[Reading passage Boundary: Start]

The NDHS breaks some of their figures down by age, residence (rural/urban, region), educational attainment and, for the first time, wealth or income. The figures are consistent in showing more serious problems in rural areas, in regions such as the Autonomous Region in Muslim Mindanao (ARMM) and with the poor.
To give one example, in Metro Manila, 70 percent of births were in health facilities while in the ARMM, the figure was only 11 percent.
We could look, too, at the total fertility rate (TFR) or the number of children a woman has in her lifetime. On average, a Filipina wants to have 2.5 children but ends up having 3.5. The gap between the wanted and actual TFR grows as you go down the income ladder. Women in the richest 20 percent of households in the NDHS wanted an average of 1.7 children but ended up having 2. In contrast, women in the poorest 20 percent of households wanted an average of 3.8 children but ended up having 5.9.
Even the risks for early marriage, which generally means more children and problems with child-rearing, will vary by income group. The median age for first marriage among women from the richest 20 percent of households was 24.6 years. For the poorest 20 percent it was 19.7 years.
Who is to blame?
It's tempting to blame this dismal state of affairs on a particular president, or Cabinet member, but the period between the NDHS surveys is a gray area. The current report is about data collected in 2001, while the previous report's data were collected in 1996. Between 1996 and 2001 we had three presidents: Fidel Ramos, Joseph Estrada and Gloria Macapagal-Arroyo. This was also the period when the "Asian flu" (the regional economic crisis) broke out.
But we have to remember that despite the Asian flu, neighboring countries were able to keep their social services running, meaning education, health, nutrition, population and social welfare. In contrast, our already weak social services were further emasculated: education and health budgets being the first to be cut each time the government called for austerity. As if all that were not enough, corruption further eroded the already paltry budgets.

[Reading passage Boundary: End]

■ Activity list
1. Please repeat the passage on the NDHS survey figures word for word, from "Even the risks" to "was 19.7 years.".
2. Carry on the passage about the NDHS survey figures beyond its final sentence.

[Data for analysis Boundary: Start]

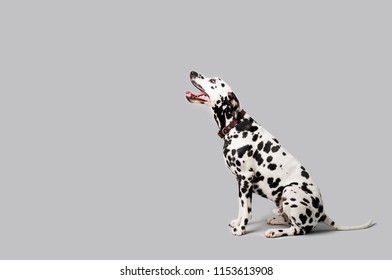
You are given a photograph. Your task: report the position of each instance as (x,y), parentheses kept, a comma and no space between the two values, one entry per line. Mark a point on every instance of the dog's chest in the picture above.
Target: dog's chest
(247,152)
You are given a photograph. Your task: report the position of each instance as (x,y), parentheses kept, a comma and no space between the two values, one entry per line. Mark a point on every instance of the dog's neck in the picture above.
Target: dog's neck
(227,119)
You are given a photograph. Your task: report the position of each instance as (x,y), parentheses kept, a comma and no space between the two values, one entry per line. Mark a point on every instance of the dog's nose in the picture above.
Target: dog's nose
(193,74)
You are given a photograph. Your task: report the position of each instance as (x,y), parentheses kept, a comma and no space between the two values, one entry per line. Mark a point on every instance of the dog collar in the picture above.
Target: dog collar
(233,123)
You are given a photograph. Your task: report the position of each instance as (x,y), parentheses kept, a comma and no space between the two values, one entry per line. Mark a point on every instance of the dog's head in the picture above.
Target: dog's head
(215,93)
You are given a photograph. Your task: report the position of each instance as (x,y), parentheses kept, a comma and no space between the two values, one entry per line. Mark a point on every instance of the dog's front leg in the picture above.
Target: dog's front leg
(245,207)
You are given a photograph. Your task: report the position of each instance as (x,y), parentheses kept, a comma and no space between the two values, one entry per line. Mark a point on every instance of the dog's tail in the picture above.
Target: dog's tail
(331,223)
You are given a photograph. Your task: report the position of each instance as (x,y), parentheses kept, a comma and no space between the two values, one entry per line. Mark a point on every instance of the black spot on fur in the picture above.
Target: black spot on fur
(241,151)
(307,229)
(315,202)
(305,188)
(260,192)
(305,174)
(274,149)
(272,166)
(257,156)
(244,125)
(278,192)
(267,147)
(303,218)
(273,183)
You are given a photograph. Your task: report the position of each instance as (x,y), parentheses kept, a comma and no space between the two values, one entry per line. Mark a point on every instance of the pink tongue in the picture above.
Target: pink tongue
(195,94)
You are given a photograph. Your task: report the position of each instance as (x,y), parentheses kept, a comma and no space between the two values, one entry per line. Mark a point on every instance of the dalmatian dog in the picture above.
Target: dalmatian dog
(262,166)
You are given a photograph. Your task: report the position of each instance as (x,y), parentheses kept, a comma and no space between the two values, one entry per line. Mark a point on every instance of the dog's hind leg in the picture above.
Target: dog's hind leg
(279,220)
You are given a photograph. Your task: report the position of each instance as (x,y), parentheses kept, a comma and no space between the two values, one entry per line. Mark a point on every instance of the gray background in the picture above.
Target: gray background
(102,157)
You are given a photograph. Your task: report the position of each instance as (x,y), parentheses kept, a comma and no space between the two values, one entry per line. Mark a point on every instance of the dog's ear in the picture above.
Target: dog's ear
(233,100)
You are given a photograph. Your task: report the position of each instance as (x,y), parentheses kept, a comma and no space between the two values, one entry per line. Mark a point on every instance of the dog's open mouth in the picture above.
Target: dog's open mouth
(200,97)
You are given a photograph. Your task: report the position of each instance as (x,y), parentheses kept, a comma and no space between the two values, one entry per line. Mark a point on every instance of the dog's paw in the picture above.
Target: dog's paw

[Data for analysis Boundary: End]

■ Responses in order
1.
Even the risks for early marriage, which generally means more children and problems with child-rearing, will vary by income group. The median age for first marriage among women from the richest 20 percent of households was 24.6 years. For the poorest 20 percent it was 19.7 years.

2.
When I realized the NDHS data were collected shortly after Arroyo became President, I became even more uneasy. What happens as we go through more years of a national leadership marked by a continuing refusal to recognize the problems of runaway population growth, by a shunting aside of family planning supposedly to uphold family values?
Certainly, family planning alone will not solve the problems enumerated in the NDHS but it can help us buy time as we try to solve the problems. During the opening ceremonies for the NDHS launch, Carina Stover of USAID called on the audience to "listen to the numbers" and shared some figures to remind us we are racing against time. The 2.5 million babies born this year will mean P3.4 billion more each year just for the vaccines (sourced at the lowest prices) to protect them from life-threatening diseases. Those babies also mean we will need some P2 billion to build 52,000 more classrooms for them, when they get to be of school age.
Do we need more shortages in vaccines, textbooks, health care centers and classrooms, as well as the 2008 NDHS figures, to convince us that the Filipino family is indeed endangered?